_KUTIPAN DOKUMEN:_
Jakarta (ANTARA News) - Lapisan tipis mikroorganisme yang berada pada kulit memainkan peran penting dalam penyembuhan luka, demikian hasil studi terbaru yang dipresentasikan peneliti senior, Dr Matthew Hardman dari University of Manchester Healing Foundation Centre.

"Studi ini memberikan kita pemahaman lebih baik soal jenis spesies bakteri dalam kulit yang luka, lalu bagaimana sel-sel kita merespons bakteri serta bagaimana interaksi itu dapat memengaruhi penyembuhan," ujar Dr Hardman, seperti dilansir Medical News Today.

Untuk keperluan studi, para peneliti membandingkan bakteri di kulit dari orang-orang yang memiliki luka kronis dan orang yang lukanya telah sembuh.

Mereka menemukan adanya perbedaan dalam koloni bakteri dari kedua kelompok orang ini. Menurut peneliti, temuan ini menunjukkan mungkin ada pola bakteri tertentu untuk luka yang tidak kunjung sembuh .

Di samping itu, para peneliti juga melakukan percobaan pada tikus untuk menemukan alasan mengapa sejumlah luka dapat sembuh sementara luka lainnya tidak.

Dari percobaan ini, mereka menemukan tikus yang mengalami mutasi gen tertentu memiliki lebih banyak bakteri berbahaya dan sembuh lebih lama dibandingkan tikus dengan gen yang normal.

Gen tersebut telah diketahui memiliki hubungan dengan penyakit Crohn dan dikenal dapat membantu mengidentifikasi sel-sel dan reaksinya pada bakteri.

_BUTIR TUGAS:_
Tulis lanjutan kutipan dokumen tentang bakteri kulit dan penyembuhan luka, dimulai setelah kalimat terakhirnya. Entri di bawah ini diambil dari sumber yang berbeda.

_DATA HASIL EKSTRAKSI:_
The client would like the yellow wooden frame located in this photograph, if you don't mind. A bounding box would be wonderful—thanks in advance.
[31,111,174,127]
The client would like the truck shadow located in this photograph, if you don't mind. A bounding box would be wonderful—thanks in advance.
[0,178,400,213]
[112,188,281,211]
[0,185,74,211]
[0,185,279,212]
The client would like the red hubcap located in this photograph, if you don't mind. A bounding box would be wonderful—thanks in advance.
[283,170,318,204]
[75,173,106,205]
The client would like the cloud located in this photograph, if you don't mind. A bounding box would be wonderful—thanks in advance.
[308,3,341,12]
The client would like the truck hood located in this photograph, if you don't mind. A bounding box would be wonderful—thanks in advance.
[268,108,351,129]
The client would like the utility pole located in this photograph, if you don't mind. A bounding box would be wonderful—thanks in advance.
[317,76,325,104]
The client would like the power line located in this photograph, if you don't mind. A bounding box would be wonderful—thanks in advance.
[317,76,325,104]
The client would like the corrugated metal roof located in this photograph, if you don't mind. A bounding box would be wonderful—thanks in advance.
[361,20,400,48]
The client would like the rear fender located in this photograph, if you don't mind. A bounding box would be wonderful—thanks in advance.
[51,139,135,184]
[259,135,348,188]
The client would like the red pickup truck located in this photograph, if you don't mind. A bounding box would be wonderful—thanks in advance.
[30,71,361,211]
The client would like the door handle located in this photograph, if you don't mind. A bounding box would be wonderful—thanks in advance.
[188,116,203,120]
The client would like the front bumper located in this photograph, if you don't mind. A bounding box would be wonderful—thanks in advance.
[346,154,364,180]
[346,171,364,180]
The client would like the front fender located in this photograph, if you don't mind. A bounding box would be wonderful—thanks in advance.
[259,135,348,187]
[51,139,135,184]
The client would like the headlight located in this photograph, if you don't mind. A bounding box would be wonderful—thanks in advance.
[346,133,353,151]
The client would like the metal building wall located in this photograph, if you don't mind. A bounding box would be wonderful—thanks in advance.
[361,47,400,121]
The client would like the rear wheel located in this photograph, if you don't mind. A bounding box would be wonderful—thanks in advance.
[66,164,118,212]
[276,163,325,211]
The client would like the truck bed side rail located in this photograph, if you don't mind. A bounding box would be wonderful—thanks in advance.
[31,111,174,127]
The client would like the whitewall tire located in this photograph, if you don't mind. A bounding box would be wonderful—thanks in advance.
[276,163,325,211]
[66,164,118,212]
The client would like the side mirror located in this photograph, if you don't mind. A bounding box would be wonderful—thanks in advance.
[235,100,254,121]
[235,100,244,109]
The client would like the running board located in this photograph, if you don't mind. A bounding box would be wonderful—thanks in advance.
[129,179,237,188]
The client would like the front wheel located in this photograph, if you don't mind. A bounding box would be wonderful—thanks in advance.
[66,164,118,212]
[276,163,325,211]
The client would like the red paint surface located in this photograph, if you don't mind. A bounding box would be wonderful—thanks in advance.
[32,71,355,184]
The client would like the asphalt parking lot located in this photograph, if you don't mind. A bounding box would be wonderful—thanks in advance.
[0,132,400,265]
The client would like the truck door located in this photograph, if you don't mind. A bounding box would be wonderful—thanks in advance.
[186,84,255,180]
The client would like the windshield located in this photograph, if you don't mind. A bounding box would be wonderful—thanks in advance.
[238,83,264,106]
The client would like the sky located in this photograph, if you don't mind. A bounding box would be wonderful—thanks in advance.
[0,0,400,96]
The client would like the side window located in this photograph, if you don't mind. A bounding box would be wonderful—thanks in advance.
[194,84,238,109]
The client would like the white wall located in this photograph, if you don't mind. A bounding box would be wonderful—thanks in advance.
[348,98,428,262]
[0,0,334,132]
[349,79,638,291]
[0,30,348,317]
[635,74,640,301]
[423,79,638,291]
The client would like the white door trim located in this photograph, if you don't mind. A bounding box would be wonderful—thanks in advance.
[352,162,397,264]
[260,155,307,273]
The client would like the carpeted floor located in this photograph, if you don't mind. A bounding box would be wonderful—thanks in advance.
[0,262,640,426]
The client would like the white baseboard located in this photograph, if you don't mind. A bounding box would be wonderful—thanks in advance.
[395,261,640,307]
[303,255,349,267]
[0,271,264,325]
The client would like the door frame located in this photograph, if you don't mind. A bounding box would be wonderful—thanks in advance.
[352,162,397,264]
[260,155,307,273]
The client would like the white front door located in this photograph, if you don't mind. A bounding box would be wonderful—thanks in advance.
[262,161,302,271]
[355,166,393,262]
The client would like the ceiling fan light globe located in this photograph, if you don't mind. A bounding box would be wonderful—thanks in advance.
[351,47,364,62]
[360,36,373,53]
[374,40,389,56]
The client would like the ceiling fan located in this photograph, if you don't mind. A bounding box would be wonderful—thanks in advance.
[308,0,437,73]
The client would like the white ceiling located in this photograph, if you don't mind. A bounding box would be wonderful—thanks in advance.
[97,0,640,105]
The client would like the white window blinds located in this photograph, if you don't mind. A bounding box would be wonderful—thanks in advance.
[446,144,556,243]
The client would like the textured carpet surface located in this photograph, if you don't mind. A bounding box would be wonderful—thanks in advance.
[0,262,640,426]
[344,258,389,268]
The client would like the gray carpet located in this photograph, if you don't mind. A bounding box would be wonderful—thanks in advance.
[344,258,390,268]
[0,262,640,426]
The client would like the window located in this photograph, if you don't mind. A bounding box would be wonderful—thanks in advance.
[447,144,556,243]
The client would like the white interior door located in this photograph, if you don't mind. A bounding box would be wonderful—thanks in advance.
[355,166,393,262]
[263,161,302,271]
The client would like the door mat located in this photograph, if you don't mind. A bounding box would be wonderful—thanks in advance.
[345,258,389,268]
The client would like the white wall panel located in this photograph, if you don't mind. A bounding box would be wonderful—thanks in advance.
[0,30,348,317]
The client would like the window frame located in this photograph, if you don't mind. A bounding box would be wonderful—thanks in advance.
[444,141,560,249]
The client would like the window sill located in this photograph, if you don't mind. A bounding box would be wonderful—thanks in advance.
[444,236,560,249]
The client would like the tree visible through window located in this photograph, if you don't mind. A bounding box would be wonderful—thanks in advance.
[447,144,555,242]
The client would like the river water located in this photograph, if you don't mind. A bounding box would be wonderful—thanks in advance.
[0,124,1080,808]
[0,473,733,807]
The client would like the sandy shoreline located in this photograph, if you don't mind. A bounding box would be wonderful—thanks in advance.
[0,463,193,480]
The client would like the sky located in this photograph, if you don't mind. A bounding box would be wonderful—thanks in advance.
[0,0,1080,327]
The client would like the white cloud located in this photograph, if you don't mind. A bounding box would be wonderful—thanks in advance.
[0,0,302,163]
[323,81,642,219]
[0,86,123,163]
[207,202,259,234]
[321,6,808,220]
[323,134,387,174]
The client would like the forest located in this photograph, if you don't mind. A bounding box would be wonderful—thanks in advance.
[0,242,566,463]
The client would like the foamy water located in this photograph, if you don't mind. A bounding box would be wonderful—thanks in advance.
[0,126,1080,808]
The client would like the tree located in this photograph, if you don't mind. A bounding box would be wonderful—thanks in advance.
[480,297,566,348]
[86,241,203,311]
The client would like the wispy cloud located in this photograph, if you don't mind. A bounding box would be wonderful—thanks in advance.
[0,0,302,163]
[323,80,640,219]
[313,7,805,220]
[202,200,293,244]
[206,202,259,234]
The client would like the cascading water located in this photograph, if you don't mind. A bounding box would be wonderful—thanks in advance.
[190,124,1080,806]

---

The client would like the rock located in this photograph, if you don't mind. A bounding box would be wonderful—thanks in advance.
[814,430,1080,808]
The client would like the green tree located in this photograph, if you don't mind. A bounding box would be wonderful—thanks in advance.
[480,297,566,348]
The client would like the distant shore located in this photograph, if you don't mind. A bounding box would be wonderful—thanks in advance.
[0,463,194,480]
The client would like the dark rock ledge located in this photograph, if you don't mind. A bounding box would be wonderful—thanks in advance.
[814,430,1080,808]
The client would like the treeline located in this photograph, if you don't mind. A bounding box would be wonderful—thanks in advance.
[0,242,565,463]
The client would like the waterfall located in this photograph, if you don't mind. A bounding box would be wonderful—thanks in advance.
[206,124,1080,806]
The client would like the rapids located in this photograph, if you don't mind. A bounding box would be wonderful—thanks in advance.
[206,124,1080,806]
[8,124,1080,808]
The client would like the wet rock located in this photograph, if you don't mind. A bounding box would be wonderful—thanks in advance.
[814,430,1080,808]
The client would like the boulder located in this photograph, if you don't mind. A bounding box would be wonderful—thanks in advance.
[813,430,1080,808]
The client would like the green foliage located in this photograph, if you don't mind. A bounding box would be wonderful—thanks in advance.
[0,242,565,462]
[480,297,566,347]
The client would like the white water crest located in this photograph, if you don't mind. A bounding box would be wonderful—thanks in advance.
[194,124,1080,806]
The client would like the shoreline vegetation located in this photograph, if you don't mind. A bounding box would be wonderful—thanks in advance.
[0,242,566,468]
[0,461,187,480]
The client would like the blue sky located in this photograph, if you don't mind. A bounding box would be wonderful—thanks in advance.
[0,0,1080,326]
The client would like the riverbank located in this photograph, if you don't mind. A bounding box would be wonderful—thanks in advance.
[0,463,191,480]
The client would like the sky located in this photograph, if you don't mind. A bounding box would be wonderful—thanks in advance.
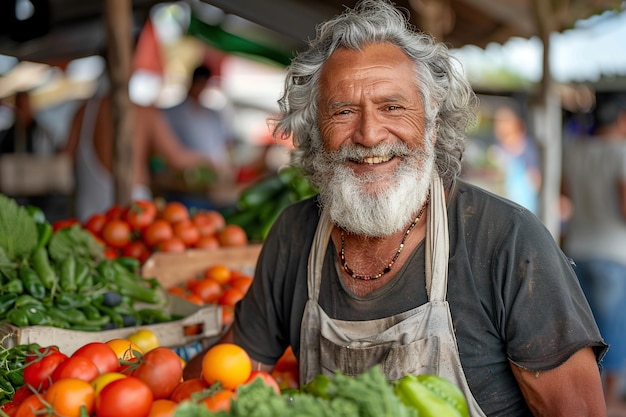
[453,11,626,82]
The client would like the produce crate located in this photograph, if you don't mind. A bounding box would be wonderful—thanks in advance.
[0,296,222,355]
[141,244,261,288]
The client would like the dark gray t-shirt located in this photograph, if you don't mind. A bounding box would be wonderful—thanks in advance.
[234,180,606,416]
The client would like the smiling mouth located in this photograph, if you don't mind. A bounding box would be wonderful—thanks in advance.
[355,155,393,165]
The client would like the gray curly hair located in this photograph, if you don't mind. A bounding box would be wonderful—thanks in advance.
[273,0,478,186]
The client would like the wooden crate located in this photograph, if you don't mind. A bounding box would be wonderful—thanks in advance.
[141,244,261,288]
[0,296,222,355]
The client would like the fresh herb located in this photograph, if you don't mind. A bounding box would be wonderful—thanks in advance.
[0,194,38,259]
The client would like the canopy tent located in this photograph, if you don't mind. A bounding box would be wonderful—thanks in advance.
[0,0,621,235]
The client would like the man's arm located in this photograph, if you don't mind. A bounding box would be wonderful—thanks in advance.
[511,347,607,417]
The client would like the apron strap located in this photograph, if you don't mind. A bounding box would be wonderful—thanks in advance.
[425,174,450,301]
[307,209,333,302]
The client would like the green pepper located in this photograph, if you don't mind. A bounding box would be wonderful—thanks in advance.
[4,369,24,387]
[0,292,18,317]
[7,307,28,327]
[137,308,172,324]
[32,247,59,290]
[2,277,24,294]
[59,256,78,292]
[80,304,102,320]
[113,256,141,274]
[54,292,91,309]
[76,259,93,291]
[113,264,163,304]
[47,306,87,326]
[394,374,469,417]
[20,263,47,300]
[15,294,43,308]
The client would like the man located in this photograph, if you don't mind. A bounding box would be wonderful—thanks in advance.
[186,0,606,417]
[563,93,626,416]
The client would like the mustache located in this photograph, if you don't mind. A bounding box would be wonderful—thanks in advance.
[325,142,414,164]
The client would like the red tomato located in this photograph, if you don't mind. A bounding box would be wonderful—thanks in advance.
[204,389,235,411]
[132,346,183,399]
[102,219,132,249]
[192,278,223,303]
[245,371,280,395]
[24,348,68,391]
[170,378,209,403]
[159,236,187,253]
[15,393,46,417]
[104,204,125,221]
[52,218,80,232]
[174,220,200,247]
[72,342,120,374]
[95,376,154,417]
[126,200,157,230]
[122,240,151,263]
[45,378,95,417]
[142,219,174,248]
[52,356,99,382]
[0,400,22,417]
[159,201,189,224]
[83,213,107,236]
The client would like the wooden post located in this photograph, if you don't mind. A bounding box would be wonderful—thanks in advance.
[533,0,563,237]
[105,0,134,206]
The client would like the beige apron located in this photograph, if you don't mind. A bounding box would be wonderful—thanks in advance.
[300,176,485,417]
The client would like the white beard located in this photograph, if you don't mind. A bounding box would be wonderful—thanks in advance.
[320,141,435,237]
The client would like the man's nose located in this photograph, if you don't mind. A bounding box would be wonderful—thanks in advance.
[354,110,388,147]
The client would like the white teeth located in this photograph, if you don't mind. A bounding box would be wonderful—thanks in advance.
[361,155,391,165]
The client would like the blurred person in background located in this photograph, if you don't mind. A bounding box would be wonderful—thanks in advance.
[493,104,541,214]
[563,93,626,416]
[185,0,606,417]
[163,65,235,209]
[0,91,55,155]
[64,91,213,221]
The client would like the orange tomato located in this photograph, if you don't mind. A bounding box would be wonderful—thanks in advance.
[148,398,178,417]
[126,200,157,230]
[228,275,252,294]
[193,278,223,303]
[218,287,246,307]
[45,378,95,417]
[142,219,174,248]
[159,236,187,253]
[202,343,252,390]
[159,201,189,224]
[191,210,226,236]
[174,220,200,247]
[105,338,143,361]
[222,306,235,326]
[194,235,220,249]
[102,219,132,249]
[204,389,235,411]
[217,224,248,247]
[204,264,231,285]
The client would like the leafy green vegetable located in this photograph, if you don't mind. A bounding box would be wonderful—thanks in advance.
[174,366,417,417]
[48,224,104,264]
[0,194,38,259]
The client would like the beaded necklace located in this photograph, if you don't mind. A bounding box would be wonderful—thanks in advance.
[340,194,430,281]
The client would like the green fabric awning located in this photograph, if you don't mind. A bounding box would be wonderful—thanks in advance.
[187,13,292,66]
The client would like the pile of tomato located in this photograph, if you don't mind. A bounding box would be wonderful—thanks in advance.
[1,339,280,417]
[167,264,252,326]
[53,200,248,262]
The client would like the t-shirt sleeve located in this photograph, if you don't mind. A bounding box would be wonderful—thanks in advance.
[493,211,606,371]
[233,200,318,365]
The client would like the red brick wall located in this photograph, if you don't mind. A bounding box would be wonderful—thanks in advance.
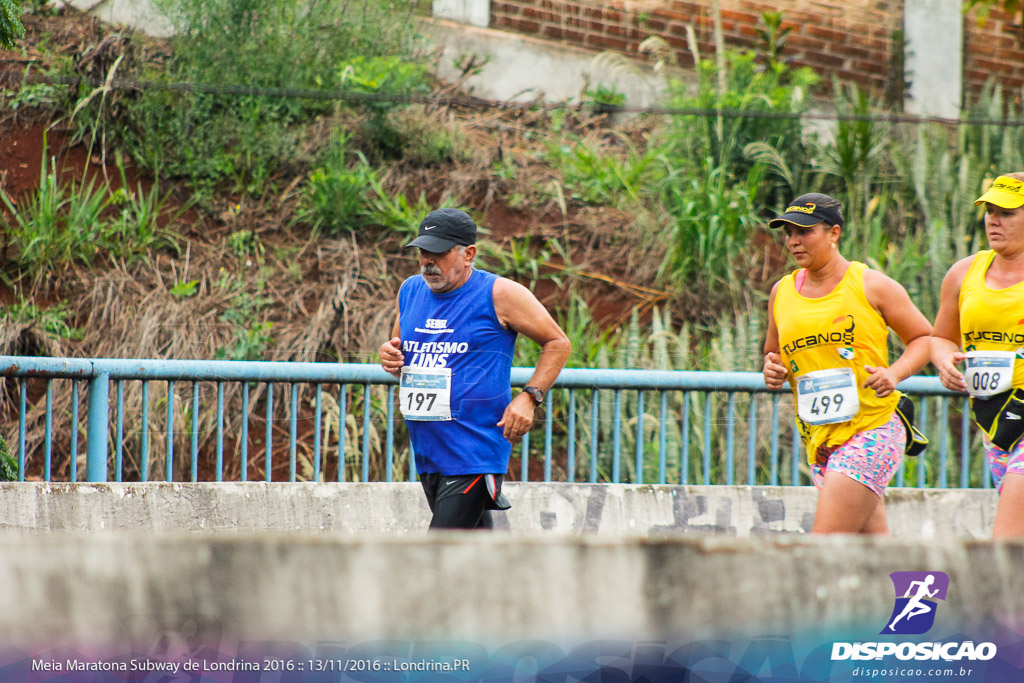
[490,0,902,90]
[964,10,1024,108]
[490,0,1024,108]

==

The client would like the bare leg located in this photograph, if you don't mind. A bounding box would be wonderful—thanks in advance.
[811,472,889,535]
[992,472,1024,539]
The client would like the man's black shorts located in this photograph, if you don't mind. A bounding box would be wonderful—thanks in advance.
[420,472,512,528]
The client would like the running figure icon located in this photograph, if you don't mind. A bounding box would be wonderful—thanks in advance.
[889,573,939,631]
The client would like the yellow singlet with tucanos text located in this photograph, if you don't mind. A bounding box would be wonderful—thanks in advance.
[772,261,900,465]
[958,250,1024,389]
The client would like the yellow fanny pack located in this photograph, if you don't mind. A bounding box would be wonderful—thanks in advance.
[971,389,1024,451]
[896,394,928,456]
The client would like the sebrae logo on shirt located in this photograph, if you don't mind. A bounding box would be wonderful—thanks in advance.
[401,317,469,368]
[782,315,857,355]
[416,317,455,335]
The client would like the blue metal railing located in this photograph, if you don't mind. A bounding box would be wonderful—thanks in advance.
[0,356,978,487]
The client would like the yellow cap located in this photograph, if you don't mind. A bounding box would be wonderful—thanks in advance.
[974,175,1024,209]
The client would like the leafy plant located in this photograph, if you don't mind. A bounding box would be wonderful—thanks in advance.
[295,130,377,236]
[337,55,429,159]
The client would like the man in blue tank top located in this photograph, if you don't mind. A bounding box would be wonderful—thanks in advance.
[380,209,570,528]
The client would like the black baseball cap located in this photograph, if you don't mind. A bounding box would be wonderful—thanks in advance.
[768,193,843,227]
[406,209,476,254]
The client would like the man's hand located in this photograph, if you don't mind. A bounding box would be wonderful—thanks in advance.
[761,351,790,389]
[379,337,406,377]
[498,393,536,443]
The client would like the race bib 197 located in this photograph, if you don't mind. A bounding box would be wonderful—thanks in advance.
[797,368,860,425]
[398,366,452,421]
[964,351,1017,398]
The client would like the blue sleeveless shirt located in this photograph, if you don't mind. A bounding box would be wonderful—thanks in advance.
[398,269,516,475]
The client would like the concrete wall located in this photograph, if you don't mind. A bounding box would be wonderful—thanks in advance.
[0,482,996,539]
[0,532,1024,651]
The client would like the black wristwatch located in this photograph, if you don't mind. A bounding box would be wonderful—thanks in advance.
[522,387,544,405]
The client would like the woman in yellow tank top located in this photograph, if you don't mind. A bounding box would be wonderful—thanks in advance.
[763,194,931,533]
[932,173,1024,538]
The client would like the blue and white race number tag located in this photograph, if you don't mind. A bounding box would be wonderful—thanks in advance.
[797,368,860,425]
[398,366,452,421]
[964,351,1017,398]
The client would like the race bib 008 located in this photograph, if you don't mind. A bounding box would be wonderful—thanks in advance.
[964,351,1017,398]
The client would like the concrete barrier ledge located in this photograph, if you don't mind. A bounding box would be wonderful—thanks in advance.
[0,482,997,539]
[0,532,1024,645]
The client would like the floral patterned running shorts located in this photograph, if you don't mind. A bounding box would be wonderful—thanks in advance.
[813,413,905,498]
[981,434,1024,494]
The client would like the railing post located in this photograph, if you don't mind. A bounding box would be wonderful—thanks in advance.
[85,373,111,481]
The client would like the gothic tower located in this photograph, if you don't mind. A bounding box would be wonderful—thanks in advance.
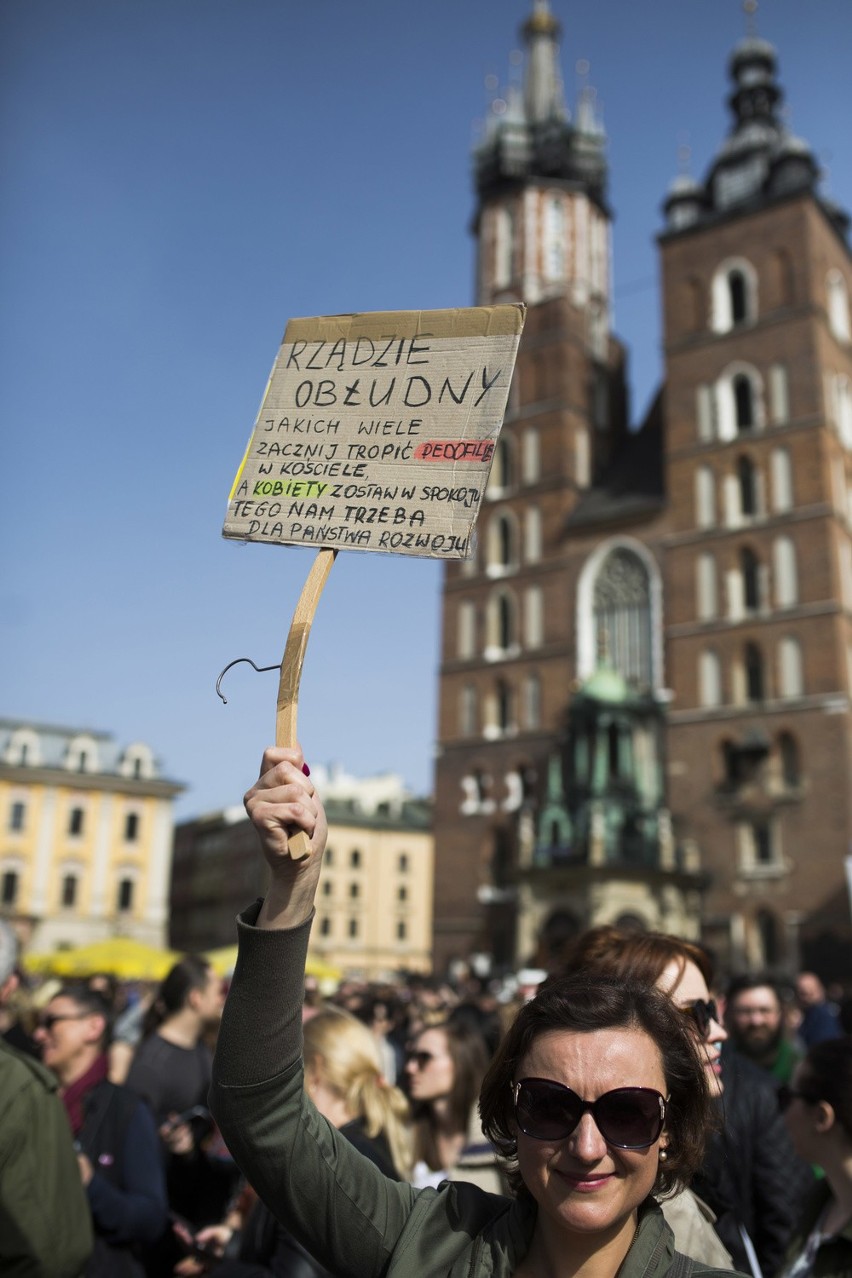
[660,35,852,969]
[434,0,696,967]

_JAWABAN LATIHAN:_
"Secara bersama-sama, penelitian kami pada manusia dan tikus memberikan bukti yang baik soal mikrobioma kulit memiliki efek langsung soal bagaimana kita dapat sembuh (dari luka)," kata Dr Hardman.

Ia mengatakan dengan mempelajari lebih banyak tentang bakteri kulit mungkin pihaknya dapat membantu dokter memutuskan perawatan yang sesuai untuk mengatasi bakteri berbahaya tanpa memengaruhi bakteri yang menguntungkan.

Para peneliti dalam studi studi ini berharap temuan ini akan dapat membantu menangani luka kronis di kalangan lansia.

Menurut mereka, sekitar satu dari 20 orang lansia mengalami luka yang tidak pernah sembuh. Luka yang kronis ini merupakan masalah kesehatan yang sering diakibatkan oleh penyakit diabetes atau sirkulasi darah yang buruk.

Dr Hardman mengatakan, luka tersebut dapat bertahan selama bertahun-tahun tak tersembuhkan.

Penelitian Dr Hardman tersebut telah dipresentasikan pada pertemuan Experimental Biology 2014 pertemuan di San Diego, CA , 28 April lalu.